Source material Block Start

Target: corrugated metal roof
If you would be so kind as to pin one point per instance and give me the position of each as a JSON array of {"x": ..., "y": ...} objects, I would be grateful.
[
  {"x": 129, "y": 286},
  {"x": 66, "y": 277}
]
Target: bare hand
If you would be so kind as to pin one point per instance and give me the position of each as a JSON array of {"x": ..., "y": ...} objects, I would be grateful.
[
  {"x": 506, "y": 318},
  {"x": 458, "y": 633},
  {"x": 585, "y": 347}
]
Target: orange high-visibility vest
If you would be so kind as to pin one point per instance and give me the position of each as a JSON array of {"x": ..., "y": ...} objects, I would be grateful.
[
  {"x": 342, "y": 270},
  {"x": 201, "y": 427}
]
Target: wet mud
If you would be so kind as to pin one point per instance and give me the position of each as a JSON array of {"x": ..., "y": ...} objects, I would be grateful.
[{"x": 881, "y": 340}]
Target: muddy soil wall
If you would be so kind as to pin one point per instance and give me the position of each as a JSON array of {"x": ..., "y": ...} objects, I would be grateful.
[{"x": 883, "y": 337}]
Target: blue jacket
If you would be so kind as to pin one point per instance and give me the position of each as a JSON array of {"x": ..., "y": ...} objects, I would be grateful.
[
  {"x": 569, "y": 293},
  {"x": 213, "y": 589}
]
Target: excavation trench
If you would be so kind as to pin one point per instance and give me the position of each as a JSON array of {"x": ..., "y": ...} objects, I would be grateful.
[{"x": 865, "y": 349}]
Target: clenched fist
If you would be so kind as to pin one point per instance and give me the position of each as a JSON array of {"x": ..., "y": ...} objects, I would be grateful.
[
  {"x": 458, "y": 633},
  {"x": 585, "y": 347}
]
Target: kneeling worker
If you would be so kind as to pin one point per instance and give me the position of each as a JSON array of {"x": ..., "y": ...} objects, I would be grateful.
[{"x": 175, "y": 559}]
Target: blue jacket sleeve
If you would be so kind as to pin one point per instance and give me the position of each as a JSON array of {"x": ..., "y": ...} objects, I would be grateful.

Source material Block End

All of the data needs to be printed once more, exactly.

Answer to the exercise:
Target: corrugated metal roof
If you would be so kind as to pin one point per instance and give me the position of each as a JSON array of {"x": ..., "y": ...} objects, I would be grateful.
[
  {"x": 129, "y": 286},
  {"x": 66, "y": 277}
]
Target: bare hand
If you would be so kind as to pin one point per instance and give me the position of each as a JSON array of {"x": ..., "y": ...} objects, I would be grateful.
[
  {"x": 506, "y": 318},
  {"x": 458, "y": 633},
  {"x": 585, "y": 347}
]
Target: orange high-visibility vest
If you would be so kind as to pin one point per instance and give me the position of each as a JSON array of {"x": ..., "y": ...} objects, I would be grateful.
[
  {"x": 342, "y": 270},
  {"x": 201, "y": 427}
]
Target: wet mud
If you would be so kind as to pin one point per instance and give me the position of each as a JSON array of {"x": ..., "y": ...} objects, I would be grateful.
[{"x": 881, "y": 340}]
Target: muddy soil wall
If you would be so kind as to pin one point per instance and give me the position of each as a JSON array of {"x": ..., "y": ...} objects, I would be grateful.
[{"x": 883, "y": 337}]
Target: blue jacket
If you would be so kind as to pin one point per instance and give me the position of each as a JSON array of {"x": ..., "y": ...} objects, I would be grateful.
[
  {"x": 569, "y": 293},
  {"x": 213, "y": 589}
]
Target: excavation trench
If you would be so kind as to pin one point per instance and give me the position of each as a JSON array of {"x": ..., "y": ...} objects, I would be grateful.
[{"x": 865, "y": 349}]
Target: clenched fist
If you would be so kind as to pin one point per instance and give me the position of each as a JSON array of {"x": ..., "y": ...} objects, I would be grateful.
[
  {"x": 458, "y": 633},
  {"x": 585, "y": 347}
]
Target: kneeling worker
If you would be so kind as to pin one point per instance and give me the position of each as a JSON array of {"x": ..., "y": ...} objects, I would be grateful.
[{"x": 175, "y": 559}]
Target: blue jacket sleeve
If you would be so kind as to pin one point per instance and give me the position of each as a JSON array of {"x": ..., "y": ...} objects, I would be grateful.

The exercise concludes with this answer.